= Swaziland National Ex-Mineworkers Association =

Organization

The Swaziland National Ex-Mine Workers Association (SNEMA) is an organisation of ex-miners, who at one point were employed in mines in South Africa. The organisation has over 700 members. Many of the members have sustained injuries or illness from working in the mines, and have been declared redundant. And many of the ex-mineworkers have not been compensated for these injuries or paid the pensions they are due.

SNEMA is not a political organisation as such, taking a more broad rights-based approach in support of Swaziland's poor, particularly in relation to procuring the unpaid compensation that they believe they are due from the mining industry. In doing this, SNEMA seeks to disseminate its message through mobilisation and civic education. SNEMA is a member of the Swaziland United Democratic Front.

SNEMA see the main problems in trying to procure their compensations as being:
- Lack of knowledge of rights amongst ex-mine workers.
- Lack of access to provident fund money.
- Lack of compensation to widows of ex-mine workers.
- Lack of care for sick and injured ex-mine workers, many of whom live in the rural areas of Swaziland where medical care facilities are rudimentary at best.
- Lack of support from the Swaziland government in accessing medical examinations to prove the illnesses, mainly tuberculosis and silicosis, or in helping addressing the above-mentioned problems.
- Lack of support from the South African government and South African mining industry in addressing the above-mentioned problems.
- Lack of support from other relevant bodies or organisations in addressing the above-mentioned problems.

SNEMA has successfully taken the Swazi Government to court over its unfulfilled promise to provide free primary school education (section 29 (6) of the constitution). The ex-miners argued that the persistent lack of education of their children at primary school level is a complete and unlawful violation of the constitution. The court case followed the refusal of government to respect the ruling of the High Court on the same issue on 16 March 2009, wherein it issued a declaratory judgement pronouncing that the Government of Swaziland has the responsibility to provide free primary school education across all grades in public primary schools in accordance with the Constitution.

* **Work instruction 1**:
Answer these questions from the passage about SNEMA:
(a) How many members does the organization have?
(b) Which body is SNEMA a member of?
(c) Which section of the constitution covers free primary school education?
* **Work instruction 2**:
List every problem that the passage about SNEMA names as standing in the way of procuring the ex-miners' compensation.
* **Work instruction 3**:
Reproduce word for word the stretch of the passage about SNEMA from "SNEMA is not" through "United Democratic Front.".
Rely only on the passage about SNEMA for your answers.

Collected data
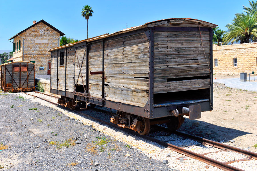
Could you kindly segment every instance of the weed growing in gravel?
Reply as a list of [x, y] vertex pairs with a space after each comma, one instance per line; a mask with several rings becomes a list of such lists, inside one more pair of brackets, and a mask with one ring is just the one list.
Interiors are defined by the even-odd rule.
[[20, 95], [19, 96], [19, 99], [22, 99], [22, 100], [24, 100], [24, 101], [26, 100], [26, 99], [25, 99], [25, 97], [22, 97], [22, 96], [21, 96]]
[[124, 145], [124, 146], [125, 147], [128, 147], [129, 148], [131, 148], [131, 147], [128, 144]]
[[104, 149], [105, 148], [104, 148], [103, 146], [101, 146], [101, 148], [100, 148], [100, 149], [99, 149], [99, 151], [100, 151], [100, 152], [103, 152], [103, 149]]
[[71, 162], [69, 164], [68, 164], [67, 165], [66, 165], [66, 166], [76, 166], [77, 164], [79, 164], [79, 162]]
[[[110, 142], [110, 141], [109, 139], [106, 139], [106, 138], [103, 136], [102, 137], [95, 137], [98, 139], [98, 141], [94, 141], [94, 142], [96, 143], [96, 145], [103, 145], [106, 144], [107, 145], [107, 143]], [[106, 145], [105, 146], [106, 146]]]
[[1, 143], [1, 144], [0, 144], [0, 150], [7, 149], [8, 148], [8, 145], [4, 145], [3, 144], [3, 143]]
[[57, 149], [61, 148], [63, 147], [70, 147], [70, 146], [73, 146], [75, 144], [74, 140], [72, 140], [72, 138], [71, 138], [66, 140], [62, 143], [61, 143], [59, 141], [51, 141], [49, 143], [51, 145], [53, 145], [56, 146]]
[[87, 144], [87, 147], [86, 148], [86, 149], [87, 149], [87, 151], [89, 152], [93, 153], [94, 154], [98, 154], [98, 153], [95, 149], [96, 148], [95, 145], [89, 143]]

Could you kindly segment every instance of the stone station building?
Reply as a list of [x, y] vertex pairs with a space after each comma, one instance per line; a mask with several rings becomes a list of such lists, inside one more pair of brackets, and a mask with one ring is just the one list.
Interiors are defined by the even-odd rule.
[[257, 43], [214, 45], [212, 50], [214, 74], [257, 72]]
[[51, 58], [48, 51], [59, 46], [60, 37], [65, 34], [43, 20], [34, 21], [33, 24], [9, 39], [13, 39], [13, 61], [35, 63], [36, 74], [49, 75]]

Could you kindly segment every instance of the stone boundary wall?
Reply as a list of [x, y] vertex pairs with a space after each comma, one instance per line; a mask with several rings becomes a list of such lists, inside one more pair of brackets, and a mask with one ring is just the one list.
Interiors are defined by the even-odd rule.
[[55, 94], [53, 94], [50, 93], [50, 80], [43, 80], [42, 79], [39, 79], [36, 78], [36, 85], [37, 85], [37, 82], [39, 82], [40, 83], [40, 85], [44, 87], [45, 89], [45, 93], [48, 94], [53, 95], [55, 95], [59, 97], [61, 97], [60, 96]]
[[[221, 74], [238, 74], [240, 72], [257, 72], [257, 43], [225, 46], [214, 45], [213, 47], [213, 73]], [[233, 59], [236, 58], [237, 66], [234, 67]], [[218, 60], [215, 66], [214, 59]]]

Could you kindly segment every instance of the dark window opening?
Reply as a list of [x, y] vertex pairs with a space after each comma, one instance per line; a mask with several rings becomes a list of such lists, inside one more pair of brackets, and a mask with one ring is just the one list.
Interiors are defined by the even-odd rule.
[[13, 65], [13, 72], [20, 72], [20, 65]]
[[[86, 86], [84, 85], [85, 89], [86, 89]], [[83, 88], [83, 85], [77, 85], [76, 87], [76, 89], [75, 90], [76, 92], [80, 92], [81, 93], [84, 93], [85, 91]]]
[[22, 65], [21, 66], [21, 72], [27, 71], [27, 65]]
[[210, 76], [203, 76], [196, 77], [182, 77], [181, 78], [172, 78], [167, 79], [168, 82], [190, 80], [199, 80], [199, 79], [207, 79], [210, 78]]
[[60, 66], [63, 66], [64, 65], [64, 52], [60, 52]]

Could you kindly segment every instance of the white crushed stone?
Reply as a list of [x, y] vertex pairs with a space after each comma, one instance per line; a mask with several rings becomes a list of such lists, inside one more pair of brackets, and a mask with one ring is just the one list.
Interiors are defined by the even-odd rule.
[[220, 150], [220, 149], [207, 145], [199, 145], [184, 148], [186, 150], [191, 151], [199, 154], [202, 154], [217, 151]]
[[257, 160], [236, 162], [228, 164], [234, 167], [248, 171], [256, 171], [257, 170]]
[[222, 162], [227, 162], [247, 158], [244, 155], [237, 152], [225, 151], [210, 153], [204, 156]]
[[[25, 96], [27, 99], [30, 99], [32, 102], [37, 102], [41, 105], [58, 110], [66, 116], [76, 119], [78, 122], [82, 123], [83, 124], [92, 125], [96, 130], [107, 135], [120, 141], [123, 142], [133, 148], [136, 148], [140, 150], [142, 152], [141, 152], [146, 155], [149, 158], [155, 159], [161, 162], [162, 162], [163, 160], [168, 160], [168, 164], [167, 165], [171, 168], [185, 171], [222, 170], [217, 167], [207, 164], [197, 160], [185, 156], [182, 154], [172, 151], [169, 148], [164, 148], [156, 142], [144, 141], [136, 136], [123, 133], [120, 130], [113, 129], [106, 125], [102, 125], [97, 122], [93, 121], [90, 119], [83, 117], [75, 113], [66, 110], [40, 99], [35, 98], [33, 96], [21, 93], [17, 93], [17, 95], [21, 95]], [[191, 140], [189, 139], [183, 140], [184, 140], [184, 141], [181, 142], [181, 137], [178, 138], [178, 136], [176, 135], [173, 135], [172, 136], [174, 138], [176, 136], [178, 137], [176, 137], [177, 139], [176, 140], [170, 142], [172, 144], [174, 144], [174, 142], [176, 142], [177, 144], [176, 145], [180, 144], [180, 146], [189, 146], [194, 145], [195, 144], [199, 144], [198, 143], [196, 143], [195, 141], [192, 141]], [[159, 137], [158, 139], [159, 139], [159, 138], [164, 139], [164, 137], [166, 137], [166, 138], [170, 139], [172, 137], [172, 136], [169, 137], [163, 136], [163, 137]], [[170, 140], [171, 139], [169, 139]], [[203, 153], [206, 152], [208, 152]], [[166, 154], [169, 153], [170, 154], [170, 157], [167, 157], [166, 156]], [[228, 154], [227, 153], [228, 152], [227, 152], [227, 154]], [[218, 156], [218, 153], [213, 153], [214, 154], [214, 156], [215, 157], [216, 155]], [[179, 159], [177, 159], [182, 157], [184, 157], [185, 160], [183, 162], [180, 162], [179, 161]], [[236, 156], [234, 156], [234, 157], [237, 157]], [[238, 160], [239, 158], [237, 158], [236, 160]], [[251, 168], [252, 170], [253, 168]]]

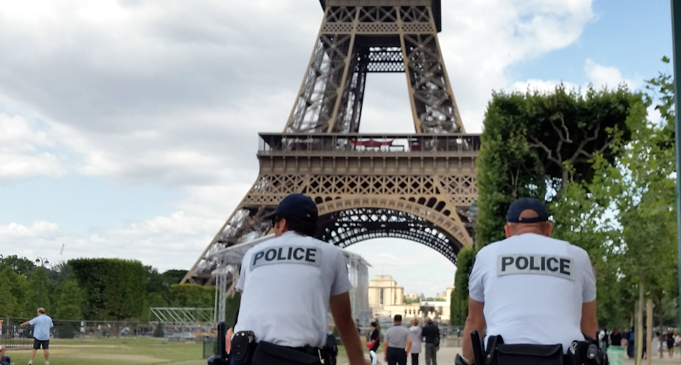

* **Written reply 1**:
(a) Over 700.
(b) The Swaziland United Democratic Front.
(c) Section 29 (6).

* **Written reply 2**:
- Lack of knowledge of rights amongst ex-mine workers
- Lack of access to provident fund money
- Lack of compensation to widows of ex-mine workers
- Lack of care for sick and injured ex-mine workers, many of whom live in rural areas where medical care facilities are rudimentary at best
- Lack of support from the Swaziland government in accessing medical examinations to prove the illnesses, mainly tuberculosis and silicosis, or in helping address the other problems
- Lack of support from the South African government and South African mining industry in addressing the problems
- Lack of support from other relevant bodies or organisations in addressing the problems

* **Written reply 3**:
SNEMA is not a political organisation as such, taking a more broad rights-based approach in support of Swaziland's poor, particularly in relation to procuring the unpaid compensation that they believe they are due from the mining industry. In doing this, SNEMA seeks to disseminate its message through mobilisation and civic education. SNEMA is a member of the Swaziland United Democratic Front.